■ EXERCISE INSTRUCTIONS:
- a) Summarize the report on the Fallujah offensive in three sentences.
- b) List every person named in the report on the Fallujah offensive, with the title or role it gives each.

The deadliest of Monday's attacks took place in the northern, Shaab neighborhood of Baghdad where a suicide bomber rammed his explosives-laden car into a checkpoint next to a commercial area, killing eight civilians and three soldiers. The explosion also wounded up to 14 people, a police officer said.

In an online statement, ISIS claimed responsibility for the attacks, saying they targeted members of the Shiite militias and a government office.

Since launching the Fallujah offensive and until Monday, Iraqi government troops have mostly been fighting ISIS in the outskirts of the city to tighten the siege ahead of a planned final push into its center.

By Sunday, the troops had recaptured 80 percent of the territory around Fallujah, according to Iraqi Maj. Dhia Thamir.
At dawn Monday, Iraq's elite counterterrorism forces started pushing into Fallujah from its southern edge, said Brig. Haider al-Obeidi. He described the clashes as "fierce," with ISIS deploying snipers and releasing a volley of mortar rounds on the Iraqi forces.

"We started early this morning our operations to break into Fallujah," Sabah al-Norman, a spokesman for Iraq's elite counterterrorism service, told AFP.

The week-old operation has so far focused on retaking villages and rural areas around Fallujah, which lies just 50 kilometers west of Baghdad.

"I won't tell you hours but the breach of Fallujah will happen very soon," Hadi al-Ameri, a senior commander in the Hashed al-Shaabi paramilitary force, told Iraqi television Saturday.

CTS's involvement will mark the start of a phase of urban combat in a city where US forces in 2004 fought some of their toughest battles since the Vietnam War.

IRAQ KURDS RETAKE NINE VILLAGES FROM IS: STATEMENT
In another front, Iraq's Kurdish peshmerga forces wrapped up an operation east of the ISIS group's northern hub of Mosul Monday after recapturing nine villages, a statement said.

The Kurdistan Region Security Council said the operation launched before dawn on Sunday "had achieved its key objectives".

The KRSC statement listed nine villages that had been occupied by IS since the summer of 2014 and were previously mainly inhabited by northern Iraq's Kakai and Shabak minorities.

■ DATA PROVIDED:
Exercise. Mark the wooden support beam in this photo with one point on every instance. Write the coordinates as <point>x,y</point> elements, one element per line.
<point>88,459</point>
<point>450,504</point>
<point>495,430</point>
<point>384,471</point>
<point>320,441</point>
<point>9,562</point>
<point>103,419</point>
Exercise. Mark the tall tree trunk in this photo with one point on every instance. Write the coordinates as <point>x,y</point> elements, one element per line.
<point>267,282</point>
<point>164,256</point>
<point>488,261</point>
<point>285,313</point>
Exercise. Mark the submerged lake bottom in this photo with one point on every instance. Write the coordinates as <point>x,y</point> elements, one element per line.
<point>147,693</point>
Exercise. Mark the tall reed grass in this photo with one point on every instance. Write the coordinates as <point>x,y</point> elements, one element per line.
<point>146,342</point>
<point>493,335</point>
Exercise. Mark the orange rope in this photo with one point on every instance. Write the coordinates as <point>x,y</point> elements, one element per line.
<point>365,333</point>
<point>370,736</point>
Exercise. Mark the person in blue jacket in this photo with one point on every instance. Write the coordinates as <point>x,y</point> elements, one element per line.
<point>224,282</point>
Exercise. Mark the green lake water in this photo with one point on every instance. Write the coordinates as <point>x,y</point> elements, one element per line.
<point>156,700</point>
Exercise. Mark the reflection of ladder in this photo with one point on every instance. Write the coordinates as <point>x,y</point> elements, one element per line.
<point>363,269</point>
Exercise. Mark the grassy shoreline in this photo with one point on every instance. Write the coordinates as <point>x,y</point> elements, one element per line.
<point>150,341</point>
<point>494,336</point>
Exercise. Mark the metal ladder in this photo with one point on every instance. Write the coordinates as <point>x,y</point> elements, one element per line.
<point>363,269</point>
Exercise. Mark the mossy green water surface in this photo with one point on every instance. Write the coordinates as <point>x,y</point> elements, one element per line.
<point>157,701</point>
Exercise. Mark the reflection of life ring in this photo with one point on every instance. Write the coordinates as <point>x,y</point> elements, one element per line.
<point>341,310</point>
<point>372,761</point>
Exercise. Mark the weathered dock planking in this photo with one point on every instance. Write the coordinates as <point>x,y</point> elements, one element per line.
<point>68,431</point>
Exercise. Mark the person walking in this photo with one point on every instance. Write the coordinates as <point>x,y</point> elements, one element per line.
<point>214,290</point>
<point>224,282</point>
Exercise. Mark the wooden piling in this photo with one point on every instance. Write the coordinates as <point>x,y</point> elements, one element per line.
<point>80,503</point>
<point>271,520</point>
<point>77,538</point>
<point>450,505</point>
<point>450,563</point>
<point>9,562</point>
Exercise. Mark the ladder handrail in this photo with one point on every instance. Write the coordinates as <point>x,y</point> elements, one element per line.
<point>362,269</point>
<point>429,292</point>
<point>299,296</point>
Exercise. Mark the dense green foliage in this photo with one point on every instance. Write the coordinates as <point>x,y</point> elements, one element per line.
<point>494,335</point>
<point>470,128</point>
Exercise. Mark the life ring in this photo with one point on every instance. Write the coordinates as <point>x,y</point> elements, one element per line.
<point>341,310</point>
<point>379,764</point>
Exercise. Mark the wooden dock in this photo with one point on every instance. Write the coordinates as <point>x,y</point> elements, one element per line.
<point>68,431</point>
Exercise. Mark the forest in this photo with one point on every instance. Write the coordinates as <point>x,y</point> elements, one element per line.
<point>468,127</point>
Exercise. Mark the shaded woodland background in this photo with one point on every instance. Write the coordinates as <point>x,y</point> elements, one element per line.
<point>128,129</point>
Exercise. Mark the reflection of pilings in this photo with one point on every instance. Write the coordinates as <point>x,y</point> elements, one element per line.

■ RESPONSES IN ORDER:
- a) A suicide bomber drove an explosives-laden car into a checkpoint in Baghdad's Shaab neighborhood on Monday, killing eight civilians and three soldiers in the deadliest of that day's attacks, which ISIS claimed. After a week-old operation focused mostly on retaking villages and rural areas around Fallujah, Iraq's elite counterterrorism forces began pushing into the city from its southern edge at dawn Monday, meeting fierce resistance from ISIS snipers and mortar fire. On another front, Kurdish peshmerga forces wrapped up an operation east of Mosul after recapturing nine villages that IS had occupied since the summer of 2014.

- b)
- Dhia Thamir: Iraqi major
- Haider al-Obeidi: brigadier
- Sabah al-Norman: spokesman for Iraq's elite counterterrorism service
- Hadi al-Ameri: senior commander in the Hashed al-Shaabi paramilitary force